** Work to do **
Collect every line of the records below that contains the word "Entity".

** Dataset records **
☆ ☆ ☆ ☆ ☆
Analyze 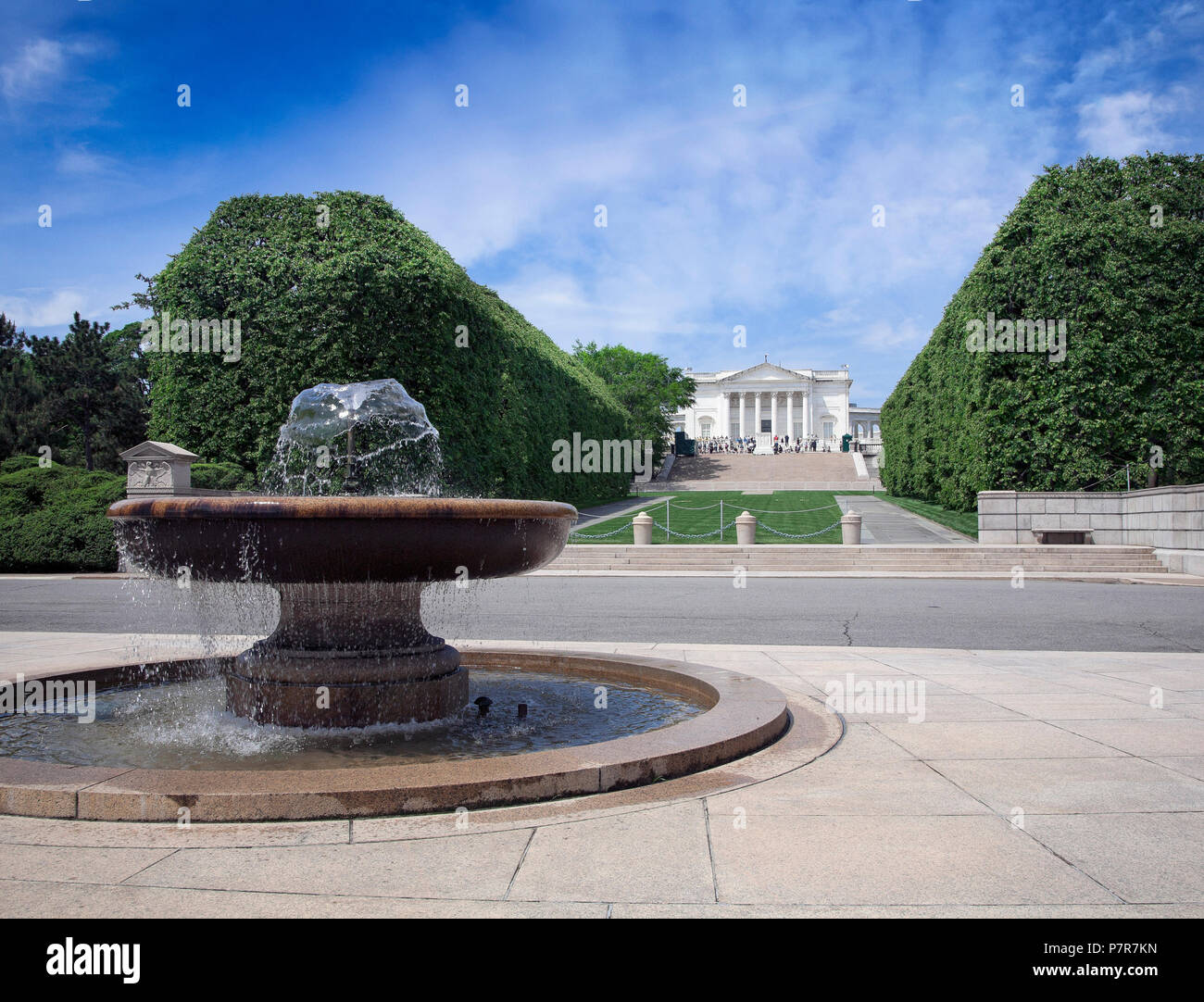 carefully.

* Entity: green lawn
[878,494,978,540]
[569,490,871,545]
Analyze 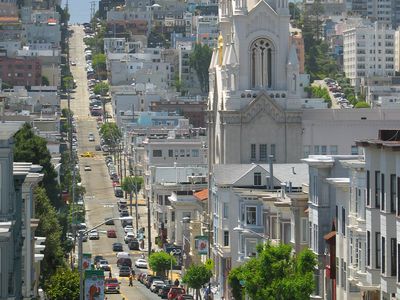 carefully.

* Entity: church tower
[208,0,308,165]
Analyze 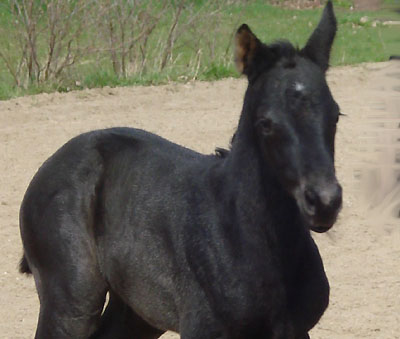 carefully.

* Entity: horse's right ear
[301,0,337,72]
[235,24,261,76]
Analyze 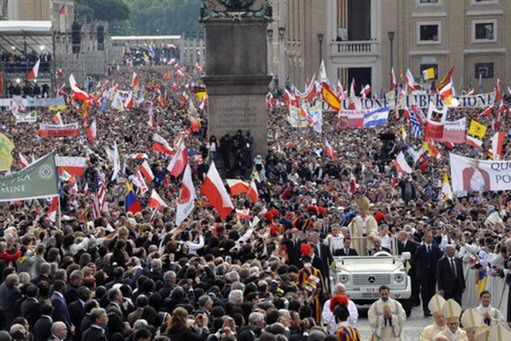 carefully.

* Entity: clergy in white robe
[419,294,447,341]
[475,291,506,327]
[367,286,406,341]
[348,212,378,256]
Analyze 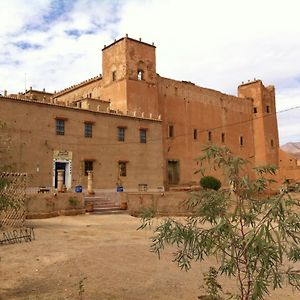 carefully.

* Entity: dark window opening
[118,127,125,142]
[140,129,147,143]
[139,183,148,192]
[221,132,225,143]
[138,70,144,80]
[84,123,93,138]
[240,136,244,146]
[112,71,117,81]
[194,129,198,140]
[207,131,212,142]
[168,125,174,137]
[56,119,65,135]
[119,161,127,177]
[84,160,93,176]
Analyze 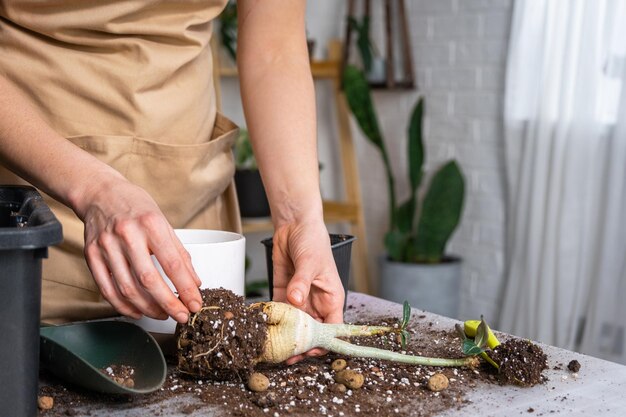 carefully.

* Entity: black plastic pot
[261,234,356,311]
[235,169,270,217]
[0,186,63,417]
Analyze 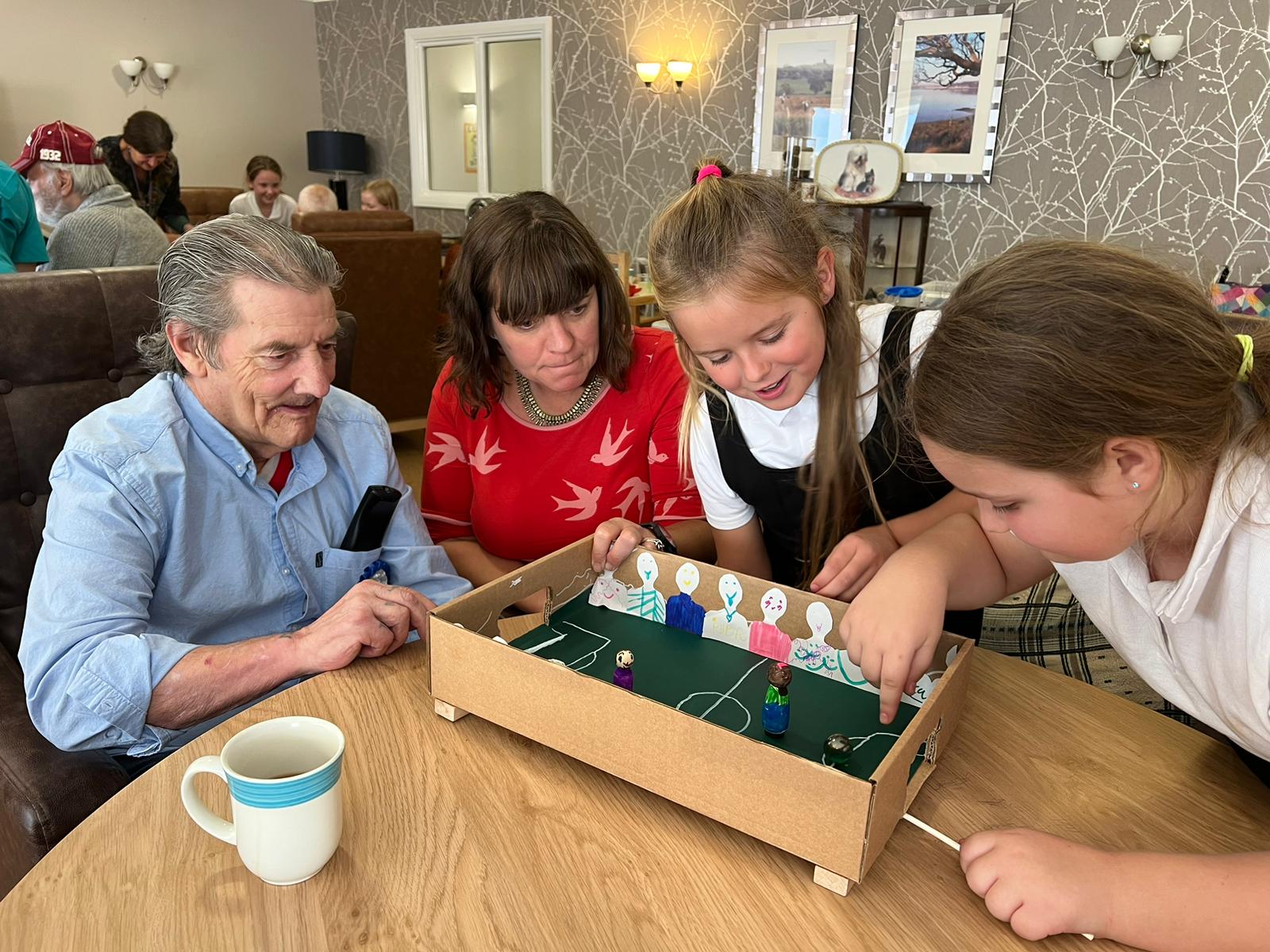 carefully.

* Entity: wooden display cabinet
[817,202,931,301]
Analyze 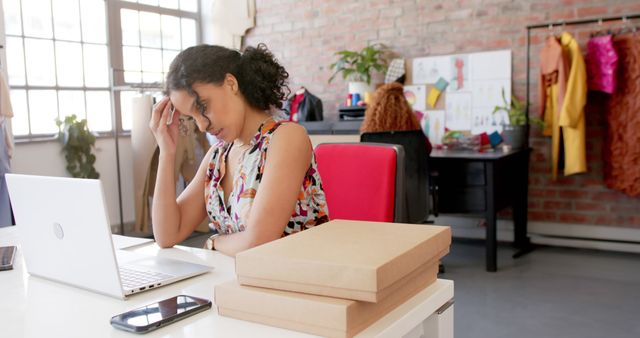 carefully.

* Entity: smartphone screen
[111,295,211,333]
[0,246,16,271]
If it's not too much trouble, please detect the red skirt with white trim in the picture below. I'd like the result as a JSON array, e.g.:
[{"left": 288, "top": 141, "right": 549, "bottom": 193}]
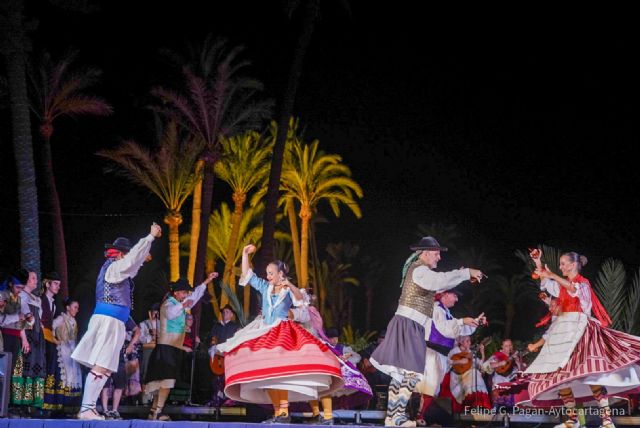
☆ ☆ ☆ ☆ ☆
** Task output **
* Entity: green lawn
* Entity: church tower
* Entity: horse's right ear
* Entity: clergy in white robe
* Entity: dark window opening
* Entity: black plastic pot
* Entity: wooden display cabinet
* Entity: smartphone screen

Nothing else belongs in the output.